## WHAT THE TASK ASKS
Rewrite all the records below with "one point per instance" swapped for "a single point for each instance" and everything else unchanged. Leave the pictures out of your answer.

## INFORMATION PROVIDED
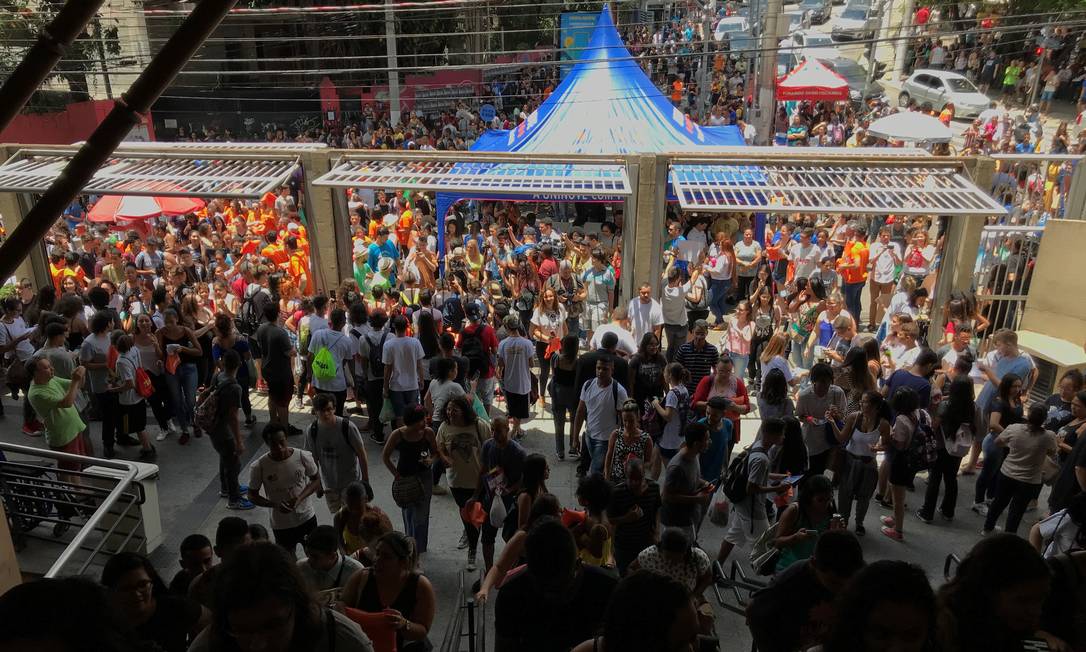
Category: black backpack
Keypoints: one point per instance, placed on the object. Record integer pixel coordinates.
(376, 363)
(736, 478)
(472, 349)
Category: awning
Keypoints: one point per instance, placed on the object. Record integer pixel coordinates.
(812, 187)
(163, 174)
(525, 178)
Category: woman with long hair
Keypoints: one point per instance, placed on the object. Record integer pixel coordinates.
(564, 391)
(263, 602)
(627, 441)
(140, 599)
(1005, 411)
(995, 600)
(532, 485)
(862, 433)
(803, 521)
(886, 605)
(1028, 446)
(547, 328)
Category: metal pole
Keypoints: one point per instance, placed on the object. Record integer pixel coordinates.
(39, 61)
(904, 33)
(390, 48)
(125, 114)
(767, 80)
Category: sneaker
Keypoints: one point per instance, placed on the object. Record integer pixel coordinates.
(893, 534)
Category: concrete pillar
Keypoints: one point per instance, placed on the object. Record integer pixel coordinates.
(959, 250)
(328, 233)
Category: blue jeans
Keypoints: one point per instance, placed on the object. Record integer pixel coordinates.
(597, 448)
(853, 293)
(987, 479)
(182, 393)
(417, 515)
(718, 297)
(740, 362)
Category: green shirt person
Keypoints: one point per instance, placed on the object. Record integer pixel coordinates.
(53, 399)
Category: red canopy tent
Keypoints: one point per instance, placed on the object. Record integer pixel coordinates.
(812, 82)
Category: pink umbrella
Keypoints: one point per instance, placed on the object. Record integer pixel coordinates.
(120, 208)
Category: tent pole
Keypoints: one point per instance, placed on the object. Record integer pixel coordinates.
(125, 114)
(39, 61)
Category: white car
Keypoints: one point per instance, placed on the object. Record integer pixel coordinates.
(855, 22)
(730, 25)
(941, 88)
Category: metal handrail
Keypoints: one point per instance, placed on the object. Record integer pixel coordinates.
(104, 508)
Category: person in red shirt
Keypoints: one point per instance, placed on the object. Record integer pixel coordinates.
(548, 266)
(478, 328)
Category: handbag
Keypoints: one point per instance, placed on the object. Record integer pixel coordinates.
(406, 490)
(764, 554)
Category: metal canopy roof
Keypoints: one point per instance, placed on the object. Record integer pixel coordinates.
(879, 188)
(490, 177)
(147, 173)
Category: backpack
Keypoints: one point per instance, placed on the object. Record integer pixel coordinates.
(206, 410)
(248, 320)
(324, 363)
(923, 448)
(472, 349)
(376, 363)
(736, 478)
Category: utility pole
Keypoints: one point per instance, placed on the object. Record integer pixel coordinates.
(706, 78)
(904, 34)
(390, 46)
(767, 77)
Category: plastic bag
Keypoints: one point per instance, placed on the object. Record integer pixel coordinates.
(497, 512)
(388, 414)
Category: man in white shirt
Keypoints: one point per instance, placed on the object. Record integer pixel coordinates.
(342, 348)
(514, 367)
(645, 313)
(882, 264)
(402, 356)
(805, 254)
(598, 412)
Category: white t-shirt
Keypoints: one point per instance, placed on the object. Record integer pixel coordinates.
(882, 260)
(806, 259)
(283, 480)
(403, 353)
(516, 355)
(601, 409)
(342, 349)
(644, 317)
(626, 341)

## OUTPUT OF THE EXERCISE
Category: black backpack
Keypoints: a single point for each instance, placed on the object. Record integer pixel coordinates.
(376, 363)
(736, 478)
(472, 349)
Category: awning
Keypoints: a single point for each instance, placed on the object. Record integer pixel coordinates.
(812, 187)
(163, 174)
(525, 178)
Category: woman with long hair
Keypoints: a single point for each instance, placed on the object. Record integer pixel coordinates.
(564, 391)
(263, 602)
(627, 441)
(140, 599)
(1005, 411)
(995, 600)
(532, 485)
(862, 433)
(803, 521)
(886, 605)
(1028, 446)
(547, 328)
Category: metal pole
Keypoints: a single point for each instance, placed on the object. Record integer pixel coordinates.
(39, 61)
(904, 33)
(390, 48)
(125, 114)
(767, 80)
Category: sneaker
Keypoints: a single point for each instance, placed on the object. Record integer pixel coordinates.
(893, 534)
Category: concrete pillar
Keypoints: a single point for each instance, placed on the object. Record integer pixel coordinates.
(959, 250)
(328, 233)
Category: blue jeans
Keypoints: a single point for each instance, placed on the object. Record integer pixel coordinates.
(597, 448)
(853, 293)
(987, 479)
(182, 393)
(417, 515)
(718, 297)
(740, 362)
Category: green shirt person
Keypoints: a single point for each instance, placed on the object. Record integer pixel coordinates.
(53, 399)
Category: red canopy tent
Keypoints: a single point for each instance, placed on the object. Record integer pixel coordinates.
(812, 82)
Category: pink umbrella
Keypoints: a single point for each instance, placed on the object. Record integer pixel coordinates.
(120, 208)
Category: tent pole
Keypoints: a single point for each instance, placed on the object. Record integer pixel coordinates.
(125, 114)
(39, 61)
Category: white car
Keypoints: a single point for each instance, placed on the object. Record integer pixel coordinates.
(855, 22)
(730, 25)
(941, 88)
Category: metal handrail
Keypoints: a single point for each instance, placed on the object. Record integer pixel coordinates.
(104, 508)
Category: person in red shirt
Keypoints: a single point for each instance, placed on the object. Record integer pixel coordinates.
(548, 266)
(478, 328)
Category: handbag
Keypoints: a single point for each instance, placed on the object. Record integer pixel coordinates.
(406, 490)
(764, 554)
Category: metal canopy roof
Keypoints: a single point for each instance, placed on the object. Record integer pixel coordinates.
(879, 188)
(490, 177)
(147, 173)
Category: backpack
Keypoints: a single point for each instance, placed on the object. Record integer pixel coordinates.
(206, 410)
(248, 320)
(324, 363)
(923, 448)
(472, 349)
(376, 363)
(736, 478)
Category: utility pole
Keypoints: a single point for each instance, placed on the object. Record integer pixel coordinates.
(706, 78)
(904, 34)
(390, 46)
(767, 77)
Category: plastic bag
Keypoints: a single point for each instance, placed on the object. Record integer pixel coordinates.
(497, 512)
(388, 414)
Category: man in white shirt
Keypoints: a single point for each instance, placed on the object. Record integer pixel coordinates.
(342, 348)
(514, 367)
(645, 313)
(882, 264)
(402, 356)
(805, 254)
(598, 412)
Category: white t-shirt
Keypoints: a single point for each instance, placed on the object. Record integer pixel coordinates.
(882, 260)
(806, 259)
(283, 480)
(403, 353)
(516, 355)
(601, 409)
(342, 349)
(644, 317)
(626, 341)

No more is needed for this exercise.